**Exercise data**

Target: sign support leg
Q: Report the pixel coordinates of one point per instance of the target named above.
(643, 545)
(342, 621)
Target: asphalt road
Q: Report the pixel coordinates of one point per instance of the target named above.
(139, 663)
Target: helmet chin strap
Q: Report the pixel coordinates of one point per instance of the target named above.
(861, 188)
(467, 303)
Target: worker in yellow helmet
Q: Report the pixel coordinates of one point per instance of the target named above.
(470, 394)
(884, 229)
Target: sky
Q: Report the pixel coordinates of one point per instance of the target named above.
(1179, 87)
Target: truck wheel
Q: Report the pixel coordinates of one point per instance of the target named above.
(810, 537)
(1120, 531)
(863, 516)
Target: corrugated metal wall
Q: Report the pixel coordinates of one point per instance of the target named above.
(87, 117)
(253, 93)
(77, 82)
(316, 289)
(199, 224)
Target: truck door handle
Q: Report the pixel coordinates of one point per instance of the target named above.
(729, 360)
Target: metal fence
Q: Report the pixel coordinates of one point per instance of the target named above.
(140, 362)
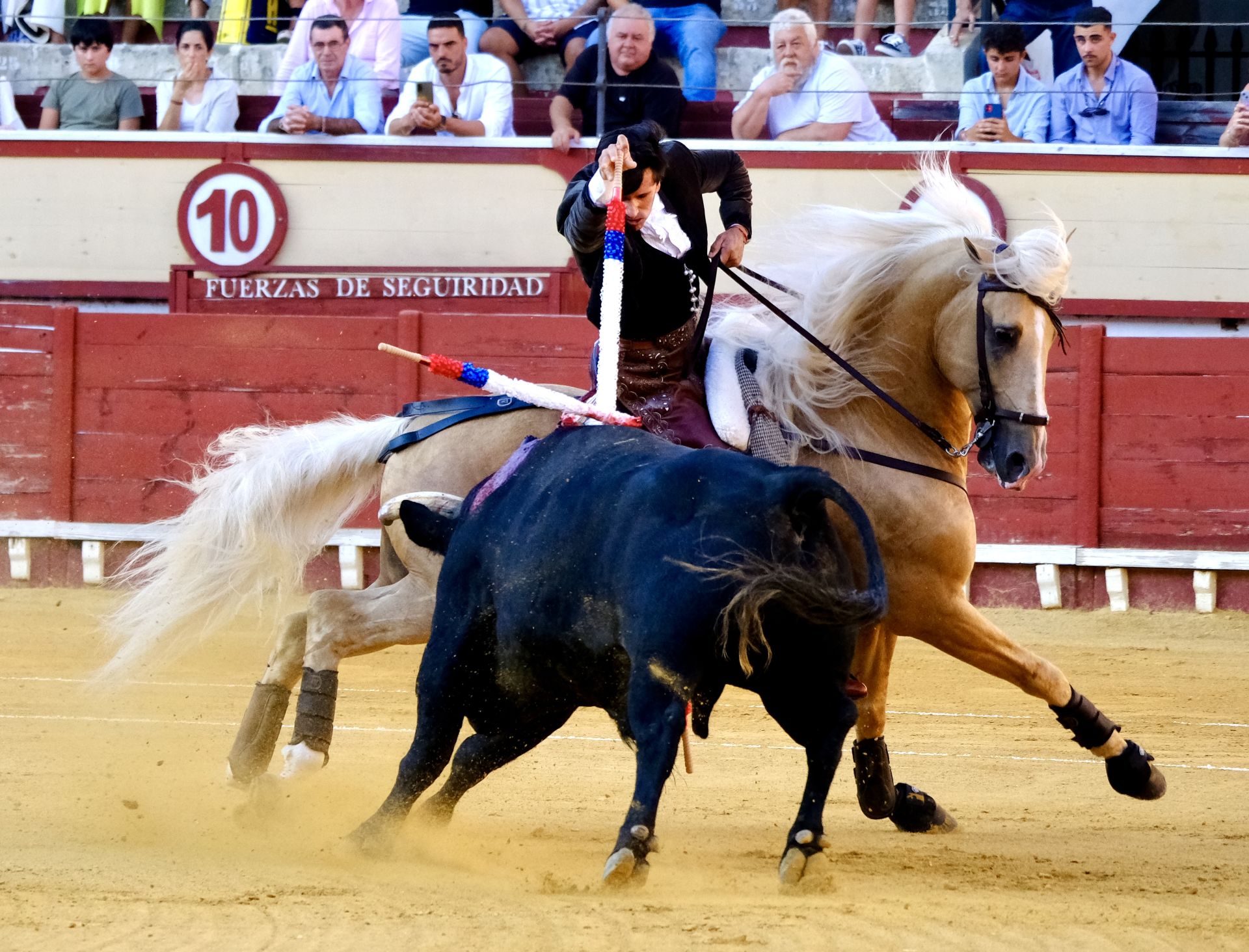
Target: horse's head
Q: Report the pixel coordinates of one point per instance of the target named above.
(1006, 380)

...

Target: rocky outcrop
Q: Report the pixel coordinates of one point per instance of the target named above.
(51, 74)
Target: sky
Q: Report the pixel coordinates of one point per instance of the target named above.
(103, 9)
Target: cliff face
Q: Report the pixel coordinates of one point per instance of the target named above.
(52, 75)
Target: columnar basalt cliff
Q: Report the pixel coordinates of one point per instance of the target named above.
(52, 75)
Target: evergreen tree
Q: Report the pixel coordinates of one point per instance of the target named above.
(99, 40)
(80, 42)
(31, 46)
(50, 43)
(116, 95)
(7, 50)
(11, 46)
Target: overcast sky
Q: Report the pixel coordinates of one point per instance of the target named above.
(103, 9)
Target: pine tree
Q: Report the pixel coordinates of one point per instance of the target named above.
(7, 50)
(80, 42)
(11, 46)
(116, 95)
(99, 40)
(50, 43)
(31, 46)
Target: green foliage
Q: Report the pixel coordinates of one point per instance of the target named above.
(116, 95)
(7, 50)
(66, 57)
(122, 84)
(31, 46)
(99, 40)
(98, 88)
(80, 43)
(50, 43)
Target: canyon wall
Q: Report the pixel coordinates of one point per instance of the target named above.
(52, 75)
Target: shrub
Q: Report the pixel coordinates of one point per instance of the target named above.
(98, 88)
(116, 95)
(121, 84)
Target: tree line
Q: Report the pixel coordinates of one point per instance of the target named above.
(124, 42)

--

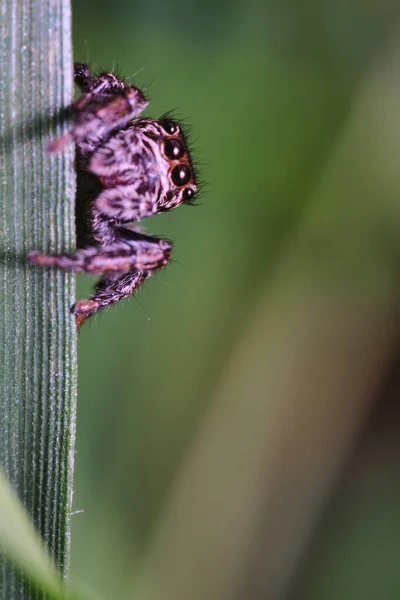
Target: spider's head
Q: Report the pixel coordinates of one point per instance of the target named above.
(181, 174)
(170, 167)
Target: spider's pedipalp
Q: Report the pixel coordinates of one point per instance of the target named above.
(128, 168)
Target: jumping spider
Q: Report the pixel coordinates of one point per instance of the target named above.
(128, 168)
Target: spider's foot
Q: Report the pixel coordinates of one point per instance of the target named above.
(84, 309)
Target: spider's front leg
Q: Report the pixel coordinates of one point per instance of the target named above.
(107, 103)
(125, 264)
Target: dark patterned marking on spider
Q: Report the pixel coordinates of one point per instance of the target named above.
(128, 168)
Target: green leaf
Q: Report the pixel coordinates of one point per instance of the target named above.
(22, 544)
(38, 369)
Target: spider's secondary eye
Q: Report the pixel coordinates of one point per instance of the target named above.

**Exercise aim**
Render the lines of the records as a JSON list of strings, one string per line and no blank lines. Start at the line containing "Target: sign support leg", end at the line containing "(1006, 380)", and leave the pictures out.

**The answer**
[
  "Target: sign support leg",
  "Q: Report the pixel coordinates of one point per instance of the target named above.",
  "(643, 545)",
  "(342, 621)",
  "Target: asphalt road",
  "Q: Report the pixel coordinates of one point per instance of the target named above.",
  "(139, 663)",
  "Target: helmet chin strap",
  "Q: Report the pixel coordinates of one point per instance of the target named above.",
  "(861, 188)",
  "(467, 303)",
  "Target: worker in yellow helmet",
  "Q: Report the pixel coordinates of one point per instance of the target named above.",
  "(470, 394)",
  "(884, 229)",
  "Target: sky",
  "Q: Report the pixel coordinates of one point per instance of the target named above.",
  "(1179, 87)",
  "Target: truck wheel",
  "Q: Report the pixel coordinates of one point per instance of the target named above.",
  "(810, 537)",
  "(1120, 531)",
  "(863, 516)",
  "Target: corrugated metal wall",
  "Q: Report the pixel coordinates of one point per instance of the target named above.",
  "(87, 117)",
  "(253, 93)",
  "(77, 82)",
  "(316, 289)",
  "(199, 224)",
  "Target: truck door handle",
  "Q: Report the pixel coordinates of one point per instance of the target named above.",
  "(729, 360)",
  "Target: metal fence",
  "Q: Report the pixel coordinates of one point per instance of the target named above.",
  "(140, 362)",
  "Target: horse's head",
  "Q: Report the pixel coordinates of one point per instance of the target named above.",
  "(1006, 380)"
]